**Work task**
Whatever the data contains, copy all of it exactly.

Stored data entries
=== Begin Enclosure ===
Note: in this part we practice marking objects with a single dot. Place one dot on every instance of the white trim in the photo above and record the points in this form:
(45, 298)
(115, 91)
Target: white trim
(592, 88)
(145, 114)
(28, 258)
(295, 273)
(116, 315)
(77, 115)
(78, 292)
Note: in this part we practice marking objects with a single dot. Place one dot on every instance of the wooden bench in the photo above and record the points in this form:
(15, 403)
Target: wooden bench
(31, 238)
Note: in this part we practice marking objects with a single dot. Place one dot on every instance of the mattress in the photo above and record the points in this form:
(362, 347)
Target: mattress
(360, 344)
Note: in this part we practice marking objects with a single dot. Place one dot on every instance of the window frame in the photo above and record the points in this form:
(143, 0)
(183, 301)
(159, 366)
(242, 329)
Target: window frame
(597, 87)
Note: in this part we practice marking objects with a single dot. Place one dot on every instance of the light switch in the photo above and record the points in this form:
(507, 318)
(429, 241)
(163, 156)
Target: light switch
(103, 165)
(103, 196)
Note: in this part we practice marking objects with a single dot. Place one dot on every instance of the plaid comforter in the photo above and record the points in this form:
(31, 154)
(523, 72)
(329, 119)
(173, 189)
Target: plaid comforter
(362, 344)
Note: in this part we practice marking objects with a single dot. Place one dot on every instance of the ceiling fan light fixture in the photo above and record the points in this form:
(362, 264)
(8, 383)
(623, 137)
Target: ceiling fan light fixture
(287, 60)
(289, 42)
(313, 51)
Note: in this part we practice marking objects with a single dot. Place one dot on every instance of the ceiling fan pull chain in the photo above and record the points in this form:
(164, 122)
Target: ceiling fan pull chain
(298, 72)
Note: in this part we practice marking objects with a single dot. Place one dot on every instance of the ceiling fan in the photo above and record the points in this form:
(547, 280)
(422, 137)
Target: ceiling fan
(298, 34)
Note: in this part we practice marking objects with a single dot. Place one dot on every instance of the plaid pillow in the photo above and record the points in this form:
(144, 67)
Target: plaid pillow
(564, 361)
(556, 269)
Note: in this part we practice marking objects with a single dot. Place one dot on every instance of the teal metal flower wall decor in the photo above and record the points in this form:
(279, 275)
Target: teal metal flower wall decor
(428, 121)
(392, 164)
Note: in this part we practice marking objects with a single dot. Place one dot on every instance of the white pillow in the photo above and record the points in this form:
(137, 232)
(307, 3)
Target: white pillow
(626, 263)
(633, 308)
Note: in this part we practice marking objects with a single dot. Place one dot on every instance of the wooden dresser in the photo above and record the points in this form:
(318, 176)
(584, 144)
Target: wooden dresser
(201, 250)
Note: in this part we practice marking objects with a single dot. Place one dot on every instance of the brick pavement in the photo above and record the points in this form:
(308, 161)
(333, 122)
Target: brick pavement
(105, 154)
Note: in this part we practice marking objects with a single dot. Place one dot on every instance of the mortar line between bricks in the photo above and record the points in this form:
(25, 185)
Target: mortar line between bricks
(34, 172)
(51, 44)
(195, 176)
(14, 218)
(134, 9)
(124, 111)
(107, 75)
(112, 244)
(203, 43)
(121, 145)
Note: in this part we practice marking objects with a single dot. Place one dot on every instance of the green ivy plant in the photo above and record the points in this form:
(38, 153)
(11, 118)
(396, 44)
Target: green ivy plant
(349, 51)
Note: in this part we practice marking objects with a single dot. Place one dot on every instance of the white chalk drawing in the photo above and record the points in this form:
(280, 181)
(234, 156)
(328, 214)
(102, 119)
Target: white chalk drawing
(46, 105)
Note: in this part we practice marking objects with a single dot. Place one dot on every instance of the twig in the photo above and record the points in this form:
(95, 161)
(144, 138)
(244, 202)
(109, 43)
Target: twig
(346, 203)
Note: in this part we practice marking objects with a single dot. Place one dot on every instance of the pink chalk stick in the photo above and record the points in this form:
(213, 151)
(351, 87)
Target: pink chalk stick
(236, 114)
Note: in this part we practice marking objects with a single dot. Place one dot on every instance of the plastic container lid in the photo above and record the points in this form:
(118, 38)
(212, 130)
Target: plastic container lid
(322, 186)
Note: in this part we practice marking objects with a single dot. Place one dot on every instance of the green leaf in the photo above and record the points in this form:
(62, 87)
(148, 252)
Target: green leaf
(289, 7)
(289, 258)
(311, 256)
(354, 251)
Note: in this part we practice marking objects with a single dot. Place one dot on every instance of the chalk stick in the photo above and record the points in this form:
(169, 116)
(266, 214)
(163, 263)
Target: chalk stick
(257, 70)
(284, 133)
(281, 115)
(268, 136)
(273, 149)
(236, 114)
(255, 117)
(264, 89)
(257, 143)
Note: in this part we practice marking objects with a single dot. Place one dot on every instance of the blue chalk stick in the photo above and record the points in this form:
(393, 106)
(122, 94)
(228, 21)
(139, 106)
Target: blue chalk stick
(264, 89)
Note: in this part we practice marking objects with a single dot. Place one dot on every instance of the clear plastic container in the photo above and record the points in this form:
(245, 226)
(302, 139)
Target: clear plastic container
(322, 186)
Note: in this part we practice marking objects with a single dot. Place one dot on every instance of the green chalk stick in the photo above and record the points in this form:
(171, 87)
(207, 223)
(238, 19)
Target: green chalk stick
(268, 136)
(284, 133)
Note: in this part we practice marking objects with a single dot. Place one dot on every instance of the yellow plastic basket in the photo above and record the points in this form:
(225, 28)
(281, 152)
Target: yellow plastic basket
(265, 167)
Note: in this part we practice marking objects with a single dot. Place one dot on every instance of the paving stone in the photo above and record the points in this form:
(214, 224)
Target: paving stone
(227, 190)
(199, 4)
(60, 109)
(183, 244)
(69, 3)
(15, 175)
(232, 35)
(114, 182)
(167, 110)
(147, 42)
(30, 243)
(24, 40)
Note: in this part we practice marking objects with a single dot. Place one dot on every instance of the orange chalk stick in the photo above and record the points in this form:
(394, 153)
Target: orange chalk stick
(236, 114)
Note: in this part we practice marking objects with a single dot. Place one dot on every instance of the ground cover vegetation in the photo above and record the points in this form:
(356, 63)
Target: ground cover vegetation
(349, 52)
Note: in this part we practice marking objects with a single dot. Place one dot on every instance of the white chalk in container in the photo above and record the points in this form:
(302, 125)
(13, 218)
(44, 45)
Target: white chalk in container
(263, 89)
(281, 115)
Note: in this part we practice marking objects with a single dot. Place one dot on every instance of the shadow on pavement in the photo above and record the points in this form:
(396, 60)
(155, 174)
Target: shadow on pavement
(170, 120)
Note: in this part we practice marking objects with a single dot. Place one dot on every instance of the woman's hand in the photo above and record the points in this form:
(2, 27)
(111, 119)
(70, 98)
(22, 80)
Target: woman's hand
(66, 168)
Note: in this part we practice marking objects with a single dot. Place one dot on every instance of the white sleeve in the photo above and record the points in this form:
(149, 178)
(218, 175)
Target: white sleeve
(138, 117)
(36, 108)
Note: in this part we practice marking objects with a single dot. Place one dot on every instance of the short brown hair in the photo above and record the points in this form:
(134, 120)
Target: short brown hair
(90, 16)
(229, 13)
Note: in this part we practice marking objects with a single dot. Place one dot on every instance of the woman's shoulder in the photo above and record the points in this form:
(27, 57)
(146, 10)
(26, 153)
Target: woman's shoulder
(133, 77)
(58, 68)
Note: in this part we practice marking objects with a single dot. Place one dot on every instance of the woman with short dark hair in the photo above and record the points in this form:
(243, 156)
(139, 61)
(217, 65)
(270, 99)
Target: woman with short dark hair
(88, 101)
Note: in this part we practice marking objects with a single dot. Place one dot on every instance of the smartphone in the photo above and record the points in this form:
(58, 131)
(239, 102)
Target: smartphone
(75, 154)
=== End Enclosure ===
**Answer**
Note: in this part we practice marking objects with a single dot. Place one dot on every instance of the white trim in the photo above and record the points in this form:
(45, 298)
(115, 91)
Target: white trim
(592, 88)
(145, 114)
(28, 258)
(295, 273)
(116, 315)
(77, 115)
(78, 292)
Note: in this part we practice marking objects with a single dot. Place one dot on every instance of the wooden bench in the photo above and record the points in this form:
(15, 403)
Target: wooden bench
(31, 238)
Note: in this part we practice marking objects with a single dot. Place one dot on every instance of the mattress in the photo above and record the points in this form:
(362, 347)
Target: mattress
(360, 344)
Note: in this part we practice marking objects with a single dot. Place one dot on every instance of the window frame in the photo above and record the points in this form:
(143, 0)
(183, 301)
(159, 366)
(242, 329)
Target: window frame
(597, 87)
Note: in this part we practice marking objects with a single dot. Place one dot on every instance of the light switch in the photo above and record the points in this form:
(507, 318)
(429, 241)
(163, 156)
Target: light switch
(103, 165)
(103, 196)
Note: in this part we practice marking objects with a single dot. Place one dot on every instance of the plaid comforter in the photo above and record the points in this form:
(31, 154)
(523, 72)
(329, 119)
(173, 189)
Target: plaid comforter
(362, 344)
Note: in this part we practice marking objects with a single dot. Place one dot on every instance of the ceiling fan light fixture in the photo above and record the points in this form:
(362, 264)
(8, 383)
(623, 137)
Target: ceiling fan light fixture
(287, 60)
(289, 42)
(313, 51)
Note: in this part we practice marking objects with a single dot. Place one dot on every instance of the ceiling fan pull chain in the photo above and record the points in this form:
(164, 122)
Target: ceiling fan pull chain
(298, 72)
Note: in this part we practice marking objects with a single dot. Place one dot on every instance of the ceiling fan in the photo above and record the points in this form:
(547, 280)
(422, 137)
Target: ceiling fan
(298, 34)
Note: in this part we practice marking objects with a single dot. Place one dot on every instance of the plaid pillow in the photo above and record the points in this form:
(144, 67)
Target: plaid pillow
(564, 361)
(556, 269)
Note: in this part we practice marking objects with a single dot. Place one dot on every instance of the teal metal flower wall decor in the photo above and record the points in this form:
(279, 275)
Target: teal metal flower wall decor
(428, 121)
(392, 164)
Note: in this part we practice marking objects with a single dot. Place one dot on every instance of the white pillow in the photo above and record the points in this form:
(137, 232)
(307, 3)
Target: white pillow
(626, 263)
(633, 308)
Note: in this part we practice marking objects with a single dot. Place one dot on every instance of the wooden dresser in the photo above and record the points in this form:
(318, 176)
(584, 144)
Target: wooden dresser
(201, 250)
Note: in this part we practice marking objects with a single dot. Place one dot on every instance of the brick pavement in the photo above and record the points in this form:
(308, 161)
(333, 122)
Target: brick pavement
(105, 154)
Note: in this part we practice marking objects with a single dot. Place one dot on every instance of the mortar line between bricks in the photo above and record the points in this form:
(25, 185)
Target: mortar line between bricks
(34, 172)
(51, 44)
(195, 176)
(14, 218)
(134, 9)
(124, 111)
(107, 75)
(112, 244)
(203, 43)
(121, 145)
Note: in this part we practice marking objects with a single dot. Place one dot on every instance of the green ivy plant in the photo above and record the points in this form:
(38, 153)
(11, 118)
(396, 44)
Target: green ivy plant
(349, 51)
Note: in this part we practice marking objects with a single dot. Place one dot on every instance of the white chalk drawing in the photo above and record the points in this form:
(280, 181)
(234, 156)
(328, 214)
(102, 119)
Target: white chalk drawing
(46, 105)
Note: in this part we practice marking objects with a single dot. Place one dot on every instance of the twig in the photo above and record the points in this form:
(95, 161)
(144, 138)
(244, 202)
(109, 43)
Target: twig
(346, 203)
Note: in this part we practice marking objects with a single dot. Place one dot on every instance of the pink chalk stick in the photo above and record the points in this form:
(213, 151)
(351, 87)
Target: pink chalk stick
(236, 114)
Note: in this part we practice marking objects with a single dot. Place one dot on every instance of the plastic container lid in the photo above and record the points in this form:
(118, 38)
(212, 130)
Target: plastic container lid
(322, 186)
Note: in this part we practice marking objects with a single dot. Place one dot on every instance of the green leaf in the photo above and record the points in this form:
(62, 87)
(148, 252)
Target: green leaf
(289, 7)
(289, 258)
(311, 256)
(354, 251)
Note: in this part we practice marking objects with a single dot. Place one dot on every instance of the chalk stick in the photo above and record the points in this form:
(169, 116)
(266, 214)
(163, 263)
Target: chalk stick
(257, 70)
(284, 133)
(281, 115)
(268, 136)
(273, 149)
(236, 114)
(255, 117)
(264, 89)
(257, 143)
Note: in this part we practice marking objects with a single dot. Place one dot on every instance of the blue chalk stick in the photo above and record the points in this form:
(393, 106)
(122, 94)
(228, 21)
(139, 106)
Target: blue chalk stick
(264, 89)
Note: in this part we practice marking objects with a single dot. Place one dot on every instance of the clear plastic container in the photo above and record the points in this form:
(245, 226)
(302, 139)
Target: clear plastic container
(322, 186)
Note: in this part we practice marking objects with a single dot. Place one dot on every instance of the green chalk stick in the photo above and record the points in this form:
(171, 87)
(207, 223)
(238, 19)
Target: green chalk stick
(268, 136)
(284, 133)
Note: in this part we practice marking objects with a single dot. Place one dot on every instance of the yellow plastic basket in the photo above and record the points in this form:
(225, 28)
(281, 152)
Target: yellow plastic basket
(265, 167)
Note: in this part we practice marking objects with a single dot. Place one dot on every instance of the paving stone in the photo above and record the points in this form:
(214, 224)
Target: paving stone
(227, 190)
(199, 4)
(60, 109)
(183, 244)
(69, 3)
(15, 175)
(232, 35)
(114, 182)
(167, 110)
(147, 42)
(30, 243)
(24, 40)
Note: in this part we practice marking objects with a single dot. Place one dot on every instance of the orange chalk stick in the photo above and record the points in this form:
(394, 153)
Target: orange chalk stick
(236, 114)
Note: in this part we practice marking objects with a single dot. Place one dot on every instance of the ground cover vegetation in the photo above and record the points in this form:
(356, 63)
Target: ground cover vegetation
(349, 52)
Note: in this part we practice marking objects with a single dot. Place one dot on every instance of the white chalk in container in the photo above and record the points in this form:
(302, 125)
(13, 218)
(44, 45)
Target: white chalk in container
(263, 89)
(281, 115)
Note: in this part we practice marking objects with a single dot. Place one dot on every instance of the shadow on pavement in the photo above and record the points in this form:
(396, 60)
(155, 174)
Target: shadow on pavement
(170, 120)
Note: in this part we practice marking objects with a single dot. Place one dot on every instance of the woman's hand in the photo above and record the points in this form:
(2, 27)
(111, 119)
(70, 98)
(22, 80)
Target: woman's hand
(66, 168)
Note: in this part we practice marking objects with a single dot. Place one dot on every instance of the white sleeve in the photo above and record the points in this form:
(149, 178)
(218, 175)
Target: white sleeve
(138, 117)
(36, 108)
Note: in this part we practice marking objects with a single dot. Place one dot on every instance of the short brown hair in the photo above and record the points in this form:
(134, 120)
Target: short brown hair
(90, 16)
(229, 13)
Note: in this part we practice marking objects with a single dot. Place one dot on every instance of the woman's shoulder in the photo above and record the points in this form:
(27, 57)
(146, 10)
(26, 153)
Target: woman's shoulder
(133, 77)
(58, 68)
Note: in this part we practice marking objects with a single dot. Place one dot on every instance of the woman with short dark hair in the photo above and record the points in this form:
(243, 156)
(139, 61)
(217, 65)
(270, 99)
Target: woman with short dark hair
(88, 101)
Note: in this part we practice marking objects with a single dot. Place one dot on every instance of the smartphone in the photo above and record the points in this form:
(58, 131)
(239, 102)
Target: smartphone
(75, 154)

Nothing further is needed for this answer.